→ **Selected excerpt**:

I want to give this a try again. I'm reading contradictory stories. Some say it's better to just dump them in, others say they should be acclimated over days. On my previous attempt, the mollies seem to be really bothered by the flow, but I don't know if that's because they're weakened by the full saltwater.


----------



## TBemba (Jan 11, 2010)

I'm not sure, I bought adult Mollies or at least close to it. They are almost two inches and thick bodied. The female looks like she swallowed a pea so babies?

Down side they eat like pigs and poop a lot .


----------



## loonie (Mar 29, 2008)

I am wondering why nobody talk about Tangs as good algae eater esp. for hairy algae. I have tangs in my tank, they keep the tank clean from any algae on rocks.


----------



## notclear (Nov 5, 2011)

Which of your tangs eat hair algae?


Sent from my iPad using Tapatalk


----------



## TBemba (Jan 11, 2010)

loonie said:


> I am wondering why nobody talk about Tangs as good algae eater esp. for hairy algae. I have tangs in my tank, they keep the tank clean from any algae on rocks.


I think most Tangs require large tanks. I don't plan on having a tank large enough to accommodate a tang.


----------



## solarz (Aug 31, 2010)

loonie said:


> I am wondering why nobody talk about Tangs as good algae eater esp. for hairy algae. I have tangs in my tank, they keep the tank clean from any algae on rocks.


A yellow tang is 40$, a molly is 2$. 

I also like the idea of molly fries in the tank.


----------



## TBemba (Jan 11, 2010)

Quick update on the Molly pair.

Kind of a mystery

I visited Aquariums by design yesterday. they had a sale on Yellow watchman gobies and I have always wanted one.

I picked up one about an inch long he's pretty sweet and a fighting conch.

There was other stuff but I have to be patient.

I added my new purchases and then after a few hours feed the tank with some new frozen myst and some new life spectrum pellets.

The pair ate like pigs but then a few hours later I noticed the male Molly hovering on the bottom near some rock and the female close beside.

He then started to do the cichlid death roll. The zipping around the tank herky jerky and then stopping to float lifeless to the bottom.

He did this for an hour at least. In my fresh water experience this is caused by bad water parameters or sudden temp changes. 

I did neither. Plus I tested the water and everything looked great. No other fish or cuc were effected. Usually if a fish dies like this it is followed by more deaths.

That was about 20 hours ago and everyone else is fine.

I'm a little uneasy about this event.


----------

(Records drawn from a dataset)
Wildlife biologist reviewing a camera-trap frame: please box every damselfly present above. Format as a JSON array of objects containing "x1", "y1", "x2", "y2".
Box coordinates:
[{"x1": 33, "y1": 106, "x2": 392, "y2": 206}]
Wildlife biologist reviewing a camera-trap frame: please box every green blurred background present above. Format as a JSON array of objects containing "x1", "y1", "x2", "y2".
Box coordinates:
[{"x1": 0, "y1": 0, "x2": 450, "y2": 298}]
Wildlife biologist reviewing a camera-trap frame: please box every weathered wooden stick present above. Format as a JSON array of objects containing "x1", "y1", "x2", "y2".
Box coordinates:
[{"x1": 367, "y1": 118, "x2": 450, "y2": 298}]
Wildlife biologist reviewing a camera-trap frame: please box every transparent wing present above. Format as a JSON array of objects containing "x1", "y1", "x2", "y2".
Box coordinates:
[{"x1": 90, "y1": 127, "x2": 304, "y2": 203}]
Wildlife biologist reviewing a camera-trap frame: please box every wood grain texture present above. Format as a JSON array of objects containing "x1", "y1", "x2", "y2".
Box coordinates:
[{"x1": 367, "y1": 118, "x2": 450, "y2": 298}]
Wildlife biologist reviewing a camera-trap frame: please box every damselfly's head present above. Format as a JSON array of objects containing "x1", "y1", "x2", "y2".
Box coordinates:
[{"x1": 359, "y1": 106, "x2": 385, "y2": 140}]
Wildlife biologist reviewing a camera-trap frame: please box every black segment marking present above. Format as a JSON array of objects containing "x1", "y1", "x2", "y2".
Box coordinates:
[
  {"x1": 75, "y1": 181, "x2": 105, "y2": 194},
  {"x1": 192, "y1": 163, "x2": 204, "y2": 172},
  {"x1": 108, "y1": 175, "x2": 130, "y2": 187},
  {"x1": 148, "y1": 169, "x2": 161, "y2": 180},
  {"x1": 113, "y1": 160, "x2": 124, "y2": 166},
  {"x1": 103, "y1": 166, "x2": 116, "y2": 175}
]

→ **Required work**:
A – In the forum thread about mollies, what price is given for a yellow tang?
B – Reproduce the part of the forum thread about mollies starting with "Kind of a mystery" and going on through "to the bottom.".

→ **Written responses**:
A – $40.

B –
Kind of a mystery

I visited Aquariums by design yesterday. they had a sale on Yellow watchman gobies and I have always wanted one.

I picked up one about an inch long he's pretty sweet and a fighting conch.

There was other stuff but I have to be patient.

I added my new purchases and then after a few hours feed the tank with some new frozen myst and some new life spectrum pellets.

The pair ate like pigs but then a few hours later I noticed the male Molly hovering on the bottom near some rock and the female close beside.

He then started to do the cichlid death roll. The zipping around the tank herky jerky and then stopping to float lifeless to the bottom.